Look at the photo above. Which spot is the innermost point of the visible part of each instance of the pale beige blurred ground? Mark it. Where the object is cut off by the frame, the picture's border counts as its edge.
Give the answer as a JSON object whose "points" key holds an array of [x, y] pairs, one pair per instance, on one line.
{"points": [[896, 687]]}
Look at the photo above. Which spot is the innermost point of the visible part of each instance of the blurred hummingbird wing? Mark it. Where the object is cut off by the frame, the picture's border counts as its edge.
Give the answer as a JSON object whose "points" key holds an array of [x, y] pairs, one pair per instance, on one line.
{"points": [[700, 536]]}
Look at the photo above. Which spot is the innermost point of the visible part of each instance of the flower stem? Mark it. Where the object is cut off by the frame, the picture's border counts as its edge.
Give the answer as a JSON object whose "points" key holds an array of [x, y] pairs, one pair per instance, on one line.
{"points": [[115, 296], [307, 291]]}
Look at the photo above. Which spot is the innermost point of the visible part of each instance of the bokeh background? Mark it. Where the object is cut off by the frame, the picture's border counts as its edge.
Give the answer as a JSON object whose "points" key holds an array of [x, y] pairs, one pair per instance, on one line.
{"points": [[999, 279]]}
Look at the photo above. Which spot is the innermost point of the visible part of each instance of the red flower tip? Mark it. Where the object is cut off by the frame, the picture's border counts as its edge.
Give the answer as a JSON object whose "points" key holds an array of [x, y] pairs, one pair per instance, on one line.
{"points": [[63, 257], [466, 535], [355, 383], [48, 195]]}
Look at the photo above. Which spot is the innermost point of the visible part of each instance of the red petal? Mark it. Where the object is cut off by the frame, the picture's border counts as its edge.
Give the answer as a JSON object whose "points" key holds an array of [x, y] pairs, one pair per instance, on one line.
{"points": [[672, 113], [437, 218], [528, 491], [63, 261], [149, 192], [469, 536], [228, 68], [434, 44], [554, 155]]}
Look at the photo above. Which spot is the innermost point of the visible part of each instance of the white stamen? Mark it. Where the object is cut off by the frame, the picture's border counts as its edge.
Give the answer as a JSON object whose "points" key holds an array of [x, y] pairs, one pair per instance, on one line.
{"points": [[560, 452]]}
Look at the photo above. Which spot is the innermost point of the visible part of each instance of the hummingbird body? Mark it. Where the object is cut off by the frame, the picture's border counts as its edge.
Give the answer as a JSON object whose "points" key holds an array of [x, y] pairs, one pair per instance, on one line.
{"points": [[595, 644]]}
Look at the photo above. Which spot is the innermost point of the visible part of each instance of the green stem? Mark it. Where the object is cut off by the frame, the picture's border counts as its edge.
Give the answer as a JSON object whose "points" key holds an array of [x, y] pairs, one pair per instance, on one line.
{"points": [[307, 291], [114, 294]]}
==*==
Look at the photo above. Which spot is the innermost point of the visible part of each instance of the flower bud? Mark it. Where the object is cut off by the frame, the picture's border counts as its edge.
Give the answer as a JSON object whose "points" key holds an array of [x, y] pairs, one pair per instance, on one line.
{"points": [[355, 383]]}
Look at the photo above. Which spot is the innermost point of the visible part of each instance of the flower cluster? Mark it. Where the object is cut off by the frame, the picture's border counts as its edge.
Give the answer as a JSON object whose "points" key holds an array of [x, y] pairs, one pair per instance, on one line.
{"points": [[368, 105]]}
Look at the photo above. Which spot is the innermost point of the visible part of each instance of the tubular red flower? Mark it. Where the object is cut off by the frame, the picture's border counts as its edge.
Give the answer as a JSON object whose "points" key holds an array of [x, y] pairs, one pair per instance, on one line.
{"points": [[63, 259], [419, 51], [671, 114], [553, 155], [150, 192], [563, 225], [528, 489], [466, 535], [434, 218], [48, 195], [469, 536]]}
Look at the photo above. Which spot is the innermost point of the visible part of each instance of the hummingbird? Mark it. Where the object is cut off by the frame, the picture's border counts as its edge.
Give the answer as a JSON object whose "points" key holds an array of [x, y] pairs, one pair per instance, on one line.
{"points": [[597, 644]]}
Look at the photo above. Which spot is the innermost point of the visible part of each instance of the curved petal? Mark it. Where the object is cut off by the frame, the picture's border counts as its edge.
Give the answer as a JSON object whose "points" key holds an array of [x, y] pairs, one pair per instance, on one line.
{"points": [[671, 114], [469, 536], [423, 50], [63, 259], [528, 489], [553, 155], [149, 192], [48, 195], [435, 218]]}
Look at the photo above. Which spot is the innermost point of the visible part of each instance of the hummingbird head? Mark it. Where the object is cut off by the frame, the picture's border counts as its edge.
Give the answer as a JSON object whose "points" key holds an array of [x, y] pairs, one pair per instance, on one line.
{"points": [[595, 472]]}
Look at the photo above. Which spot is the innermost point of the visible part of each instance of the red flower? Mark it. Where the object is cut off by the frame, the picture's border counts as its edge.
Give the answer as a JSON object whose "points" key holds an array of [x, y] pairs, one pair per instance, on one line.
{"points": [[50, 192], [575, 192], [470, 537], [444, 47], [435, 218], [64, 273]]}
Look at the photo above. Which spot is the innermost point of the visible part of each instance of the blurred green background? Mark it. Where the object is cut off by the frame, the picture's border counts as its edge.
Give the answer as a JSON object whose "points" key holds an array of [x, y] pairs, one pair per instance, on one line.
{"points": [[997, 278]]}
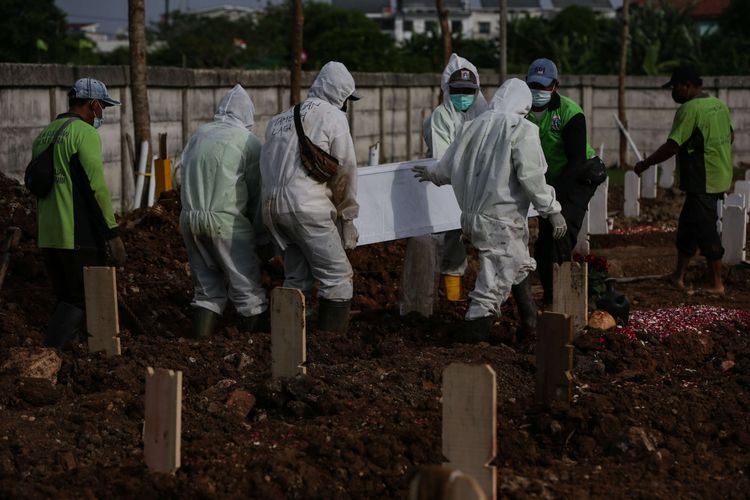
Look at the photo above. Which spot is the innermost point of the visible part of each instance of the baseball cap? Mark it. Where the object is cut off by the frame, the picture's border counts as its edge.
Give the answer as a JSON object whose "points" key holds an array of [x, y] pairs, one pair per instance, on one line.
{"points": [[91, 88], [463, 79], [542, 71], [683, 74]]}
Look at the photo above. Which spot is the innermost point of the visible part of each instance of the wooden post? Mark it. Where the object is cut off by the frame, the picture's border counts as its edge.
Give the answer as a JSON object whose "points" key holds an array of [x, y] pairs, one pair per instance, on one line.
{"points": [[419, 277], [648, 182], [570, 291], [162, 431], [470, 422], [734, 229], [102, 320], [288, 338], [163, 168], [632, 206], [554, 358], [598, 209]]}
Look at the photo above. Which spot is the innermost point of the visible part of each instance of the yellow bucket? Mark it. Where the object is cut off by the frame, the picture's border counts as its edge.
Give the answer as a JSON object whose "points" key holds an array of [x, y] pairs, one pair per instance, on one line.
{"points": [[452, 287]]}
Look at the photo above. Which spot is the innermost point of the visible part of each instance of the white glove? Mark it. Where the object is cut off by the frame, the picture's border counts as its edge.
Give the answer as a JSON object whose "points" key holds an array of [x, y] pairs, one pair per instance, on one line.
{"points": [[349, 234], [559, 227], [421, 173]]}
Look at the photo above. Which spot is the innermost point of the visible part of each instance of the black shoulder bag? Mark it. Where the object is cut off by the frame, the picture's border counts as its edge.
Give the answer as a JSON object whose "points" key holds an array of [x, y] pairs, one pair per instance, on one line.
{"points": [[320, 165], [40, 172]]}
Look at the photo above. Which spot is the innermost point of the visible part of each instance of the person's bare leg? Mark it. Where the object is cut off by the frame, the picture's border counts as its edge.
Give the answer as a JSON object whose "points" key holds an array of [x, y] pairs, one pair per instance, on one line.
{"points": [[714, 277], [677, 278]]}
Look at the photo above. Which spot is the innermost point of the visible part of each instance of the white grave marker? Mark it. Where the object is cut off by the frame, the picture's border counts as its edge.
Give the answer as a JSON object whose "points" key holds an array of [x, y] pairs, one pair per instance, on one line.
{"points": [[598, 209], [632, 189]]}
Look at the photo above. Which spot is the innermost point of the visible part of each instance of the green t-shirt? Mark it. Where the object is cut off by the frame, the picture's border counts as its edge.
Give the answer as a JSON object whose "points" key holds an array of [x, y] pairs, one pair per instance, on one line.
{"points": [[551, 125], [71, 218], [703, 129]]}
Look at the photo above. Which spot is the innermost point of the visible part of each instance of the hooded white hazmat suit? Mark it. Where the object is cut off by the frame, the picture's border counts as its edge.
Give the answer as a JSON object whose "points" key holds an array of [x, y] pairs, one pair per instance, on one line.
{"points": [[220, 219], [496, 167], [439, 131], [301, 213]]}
==*==
Identify every line of the records that contains the word "suit" and copy each one. Case counts.

Look at the photo above. Which spot is the innermost point of the visible part of each instance of the hooded white hazmat suit? Mark it. Where the object is cut off by the frame, the picture's border counts as its edge.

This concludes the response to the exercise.